## SUPPLIED TEXT
★ ★ ★ ★

RE: Partition Columns

2015-05-15 Thread Martin Benson
Hi Appan,

I think the answer is that the parser is not able to detect that partitions are 
useful in Query 2, because the where condition is on a derived field. i.e. Hive 
can tell that if you say where some_partition_field=”some partition value” then 
it only needs to scan that partition, but if you bury the partition columns in 
a derived field like in Query 2 it is unable to spot that and so does a full 
table scan. I think (but don’t know for sure) that this will be fairly typical 
of all SQL engines. Your best bet is to use direct conditions like in Query 1. 
In this case it may have been better for you to persist a field containing the 
whole date and partition on that instead, in order to make it simpler to pick 
up a date range along the lines of Query2.

Thanks,

Martin.

★ ★ ★ ★

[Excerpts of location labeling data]
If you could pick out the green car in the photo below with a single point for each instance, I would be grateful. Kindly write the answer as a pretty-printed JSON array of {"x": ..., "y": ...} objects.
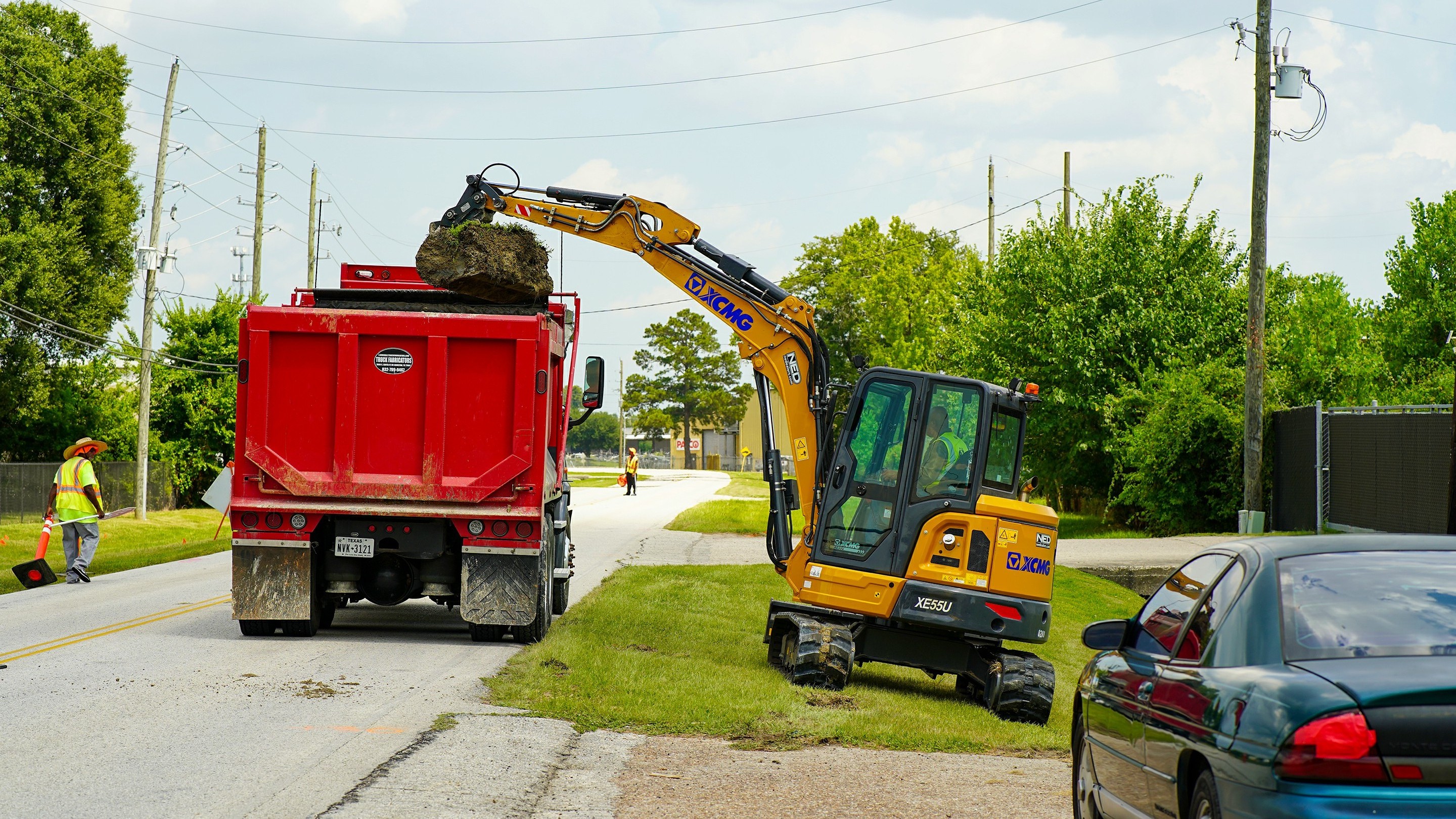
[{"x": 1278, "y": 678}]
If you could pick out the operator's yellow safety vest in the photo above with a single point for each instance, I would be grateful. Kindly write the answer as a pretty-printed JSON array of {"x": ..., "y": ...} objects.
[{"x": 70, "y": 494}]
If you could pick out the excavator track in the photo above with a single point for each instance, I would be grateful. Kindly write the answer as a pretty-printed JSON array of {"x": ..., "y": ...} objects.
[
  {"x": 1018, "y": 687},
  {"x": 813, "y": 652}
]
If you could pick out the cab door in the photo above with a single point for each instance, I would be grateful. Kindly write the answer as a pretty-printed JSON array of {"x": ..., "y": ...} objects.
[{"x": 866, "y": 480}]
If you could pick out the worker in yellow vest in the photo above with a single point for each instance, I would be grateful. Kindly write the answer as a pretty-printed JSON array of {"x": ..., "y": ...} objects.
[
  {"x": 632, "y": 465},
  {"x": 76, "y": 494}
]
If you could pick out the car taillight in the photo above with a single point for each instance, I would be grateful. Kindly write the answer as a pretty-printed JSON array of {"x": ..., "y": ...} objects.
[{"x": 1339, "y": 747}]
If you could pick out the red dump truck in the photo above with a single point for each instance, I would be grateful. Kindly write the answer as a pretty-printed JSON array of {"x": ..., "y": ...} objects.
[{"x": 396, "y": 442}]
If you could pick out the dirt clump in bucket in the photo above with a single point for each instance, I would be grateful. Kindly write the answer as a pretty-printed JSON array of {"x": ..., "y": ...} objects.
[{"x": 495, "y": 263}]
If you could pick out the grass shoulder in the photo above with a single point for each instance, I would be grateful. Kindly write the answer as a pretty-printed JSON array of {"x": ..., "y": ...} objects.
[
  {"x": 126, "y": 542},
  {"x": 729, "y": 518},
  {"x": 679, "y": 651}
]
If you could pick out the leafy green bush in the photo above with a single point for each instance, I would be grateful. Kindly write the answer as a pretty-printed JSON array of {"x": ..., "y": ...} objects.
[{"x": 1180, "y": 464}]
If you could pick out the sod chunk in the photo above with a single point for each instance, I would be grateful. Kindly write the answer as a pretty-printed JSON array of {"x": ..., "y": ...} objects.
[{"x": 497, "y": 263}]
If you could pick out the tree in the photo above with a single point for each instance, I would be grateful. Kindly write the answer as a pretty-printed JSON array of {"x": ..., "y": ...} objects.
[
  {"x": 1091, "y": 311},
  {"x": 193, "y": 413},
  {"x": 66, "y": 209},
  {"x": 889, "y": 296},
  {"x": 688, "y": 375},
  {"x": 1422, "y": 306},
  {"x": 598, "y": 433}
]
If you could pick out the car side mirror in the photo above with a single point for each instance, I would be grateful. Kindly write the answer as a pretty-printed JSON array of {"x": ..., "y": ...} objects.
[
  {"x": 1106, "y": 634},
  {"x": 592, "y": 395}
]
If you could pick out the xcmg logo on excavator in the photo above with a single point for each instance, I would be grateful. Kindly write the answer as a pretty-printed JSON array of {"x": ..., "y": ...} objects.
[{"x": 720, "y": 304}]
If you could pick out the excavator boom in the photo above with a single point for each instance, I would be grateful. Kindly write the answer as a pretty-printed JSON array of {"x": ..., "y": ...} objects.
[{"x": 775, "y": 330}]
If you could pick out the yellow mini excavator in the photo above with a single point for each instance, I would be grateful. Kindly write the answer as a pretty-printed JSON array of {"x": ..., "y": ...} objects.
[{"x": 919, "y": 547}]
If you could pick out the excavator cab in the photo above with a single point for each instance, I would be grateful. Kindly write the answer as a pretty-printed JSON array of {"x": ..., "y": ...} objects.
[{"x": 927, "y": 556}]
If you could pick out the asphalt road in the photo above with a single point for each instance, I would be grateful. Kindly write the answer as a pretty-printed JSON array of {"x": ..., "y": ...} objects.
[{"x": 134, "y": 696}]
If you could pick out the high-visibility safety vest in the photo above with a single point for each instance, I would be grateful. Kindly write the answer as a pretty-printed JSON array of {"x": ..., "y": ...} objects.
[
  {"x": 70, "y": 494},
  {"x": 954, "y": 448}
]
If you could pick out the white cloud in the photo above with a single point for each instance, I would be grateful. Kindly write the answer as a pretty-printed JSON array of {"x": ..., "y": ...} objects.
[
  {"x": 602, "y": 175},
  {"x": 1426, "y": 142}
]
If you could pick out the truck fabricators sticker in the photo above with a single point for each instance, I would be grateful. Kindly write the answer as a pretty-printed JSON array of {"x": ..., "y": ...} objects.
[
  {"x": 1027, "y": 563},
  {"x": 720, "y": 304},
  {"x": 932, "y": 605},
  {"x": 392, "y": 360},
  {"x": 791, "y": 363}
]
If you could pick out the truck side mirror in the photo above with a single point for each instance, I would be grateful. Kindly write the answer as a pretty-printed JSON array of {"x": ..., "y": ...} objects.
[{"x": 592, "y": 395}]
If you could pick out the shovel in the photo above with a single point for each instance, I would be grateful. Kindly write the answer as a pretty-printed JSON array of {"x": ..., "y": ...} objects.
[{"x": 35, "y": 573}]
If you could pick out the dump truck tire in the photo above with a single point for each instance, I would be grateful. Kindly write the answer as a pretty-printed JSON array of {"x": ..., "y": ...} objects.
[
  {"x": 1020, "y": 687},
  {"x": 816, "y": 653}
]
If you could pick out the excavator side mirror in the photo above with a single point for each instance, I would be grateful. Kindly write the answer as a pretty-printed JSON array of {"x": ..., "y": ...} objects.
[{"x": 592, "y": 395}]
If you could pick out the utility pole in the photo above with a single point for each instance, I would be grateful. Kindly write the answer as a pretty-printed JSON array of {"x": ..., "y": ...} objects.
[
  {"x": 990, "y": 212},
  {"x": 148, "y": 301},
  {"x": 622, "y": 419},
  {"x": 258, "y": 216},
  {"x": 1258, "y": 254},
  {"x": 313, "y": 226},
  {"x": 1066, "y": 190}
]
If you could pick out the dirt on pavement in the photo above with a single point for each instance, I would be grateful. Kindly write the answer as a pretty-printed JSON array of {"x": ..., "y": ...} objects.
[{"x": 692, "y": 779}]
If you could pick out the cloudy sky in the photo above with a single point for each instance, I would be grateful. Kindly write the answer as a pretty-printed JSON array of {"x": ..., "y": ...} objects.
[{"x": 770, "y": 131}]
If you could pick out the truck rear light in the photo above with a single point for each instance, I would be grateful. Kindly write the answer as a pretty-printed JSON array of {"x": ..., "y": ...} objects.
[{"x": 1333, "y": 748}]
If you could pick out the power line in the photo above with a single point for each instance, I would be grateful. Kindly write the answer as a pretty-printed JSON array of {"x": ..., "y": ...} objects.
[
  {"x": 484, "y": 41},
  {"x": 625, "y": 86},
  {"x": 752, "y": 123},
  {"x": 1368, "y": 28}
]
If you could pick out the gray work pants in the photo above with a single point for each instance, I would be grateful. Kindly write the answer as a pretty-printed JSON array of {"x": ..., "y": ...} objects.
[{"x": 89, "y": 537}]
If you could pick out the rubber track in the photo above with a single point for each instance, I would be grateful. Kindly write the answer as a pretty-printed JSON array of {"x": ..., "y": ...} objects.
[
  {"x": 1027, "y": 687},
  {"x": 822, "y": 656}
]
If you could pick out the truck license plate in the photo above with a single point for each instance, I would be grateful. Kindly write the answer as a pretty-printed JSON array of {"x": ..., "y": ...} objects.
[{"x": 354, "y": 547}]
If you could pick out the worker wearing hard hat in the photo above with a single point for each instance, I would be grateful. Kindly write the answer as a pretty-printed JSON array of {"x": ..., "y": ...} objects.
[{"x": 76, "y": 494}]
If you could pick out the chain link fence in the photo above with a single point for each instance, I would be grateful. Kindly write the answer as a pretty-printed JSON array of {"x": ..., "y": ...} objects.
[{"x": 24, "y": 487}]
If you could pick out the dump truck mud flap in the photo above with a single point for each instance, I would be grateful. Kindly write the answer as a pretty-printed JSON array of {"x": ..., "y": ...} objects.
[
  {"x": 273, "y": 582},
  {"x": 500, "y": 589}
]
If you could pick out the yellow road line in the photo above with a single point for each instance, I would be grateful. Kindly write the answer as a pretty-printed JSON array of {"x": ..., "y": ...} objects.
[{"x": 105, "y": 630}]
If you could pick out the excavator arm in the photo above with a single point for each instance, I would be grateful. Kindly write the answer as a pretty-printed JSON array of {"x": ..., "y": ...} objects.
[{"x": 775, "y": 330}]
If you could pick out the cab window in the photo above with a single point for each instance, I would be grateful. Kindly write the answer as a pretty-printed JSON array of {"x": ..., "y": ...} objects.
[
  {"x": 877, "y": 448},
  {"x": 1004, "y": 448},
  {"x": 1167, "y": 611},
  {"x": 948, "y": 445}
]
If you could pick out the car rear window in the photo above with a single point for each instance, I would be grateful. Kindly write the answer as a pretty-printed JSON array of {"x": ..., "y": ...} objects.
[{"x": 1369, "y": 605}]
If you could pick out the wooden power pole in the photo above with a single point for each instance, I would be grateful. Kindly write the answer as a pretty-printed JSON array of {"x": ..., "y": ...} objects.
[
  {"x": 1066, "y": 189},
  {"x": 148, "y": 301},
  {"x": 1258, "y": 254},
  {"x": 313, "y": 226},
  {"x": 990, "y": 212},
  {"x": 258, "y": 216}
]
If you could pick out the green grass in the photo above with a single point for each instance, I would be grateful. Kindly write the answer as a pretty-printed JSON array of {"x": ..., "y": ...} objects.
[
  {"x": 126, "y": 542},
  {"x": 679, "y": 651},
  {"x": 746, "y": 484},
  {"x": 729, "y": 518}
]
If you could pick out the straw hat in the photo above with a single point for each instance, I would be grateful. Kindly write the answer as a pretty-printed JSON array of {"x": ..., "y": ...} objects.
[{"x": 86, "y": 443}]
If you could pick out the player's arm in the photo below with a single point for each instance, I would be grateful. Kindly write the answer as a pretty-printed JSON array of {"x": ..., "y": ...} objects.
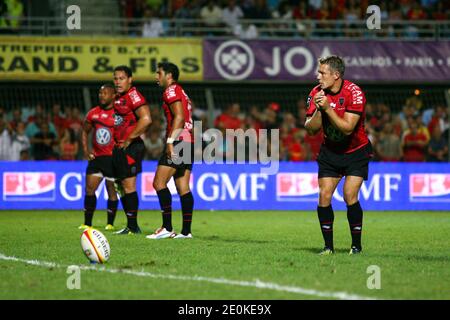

★ ★ ★ ★

## JOBS
A. In the reply about Hive partition columns, reproduce the passage from "I think the" to "in Query 1.", switching "derived field" to "computed field".
B. According to the reply about Hive partition columns, what approach is the best bet for getting Hive to use partitions?
C. Carry on the reply about Hive partition columns from its final line.

## TASK-BY-TASK ANSWERS
A.
I think the answer is that the parser is not able to detect that partitions are 
useful in Query 2, because the where condition is on a computed field. i.e. Hive 
can tell that if you say where some_partition_field=”some partition value” then 
it only needs to scan that partition, but if you bury the partition columns in 
a computed field like in Query 2 it is unable to spot that and so does a full 
table scan. I think (but don’t know for sure) that this will be fairly typical 
of all SQL engines. Your best bet is to use direct conditions like in Query 1.

B. Using direct conditions like in Query 1.

C.
From: Appan Thirumaligai [mailto:appanhiv...@gmail.com]
Sent: 15 May 2015 01:18
To: user@hive.apache.org
Subject: Re: Partition Columns

Mungeol,

I did check the # of mappers and that did not change between the two queries 
but when I ran a count(*) query the total execution time reduced significantly 
for Query1 vs Query2. Also, the amount data the query reads does change when 
the where clause changes. I still can't explain why one is faster over the 
other.

Thanks,
Appan

On Thu, May 14, 2015 at 4:46 PM, Mungeol Heo 
mungeol@gmail.commailto:mungeol@gmail.com wrote:
Hi, Appan.

you can just simply check the amount of data your query reads from the
table. or the number of the mapper for running that query.
then, you can know whether it filtering or scanning all table.
Of course, it is a lazy approach. but, you can give a try.
I think query 1 should work fine. because I am using a lot of that
kind of queries and it works fine for me.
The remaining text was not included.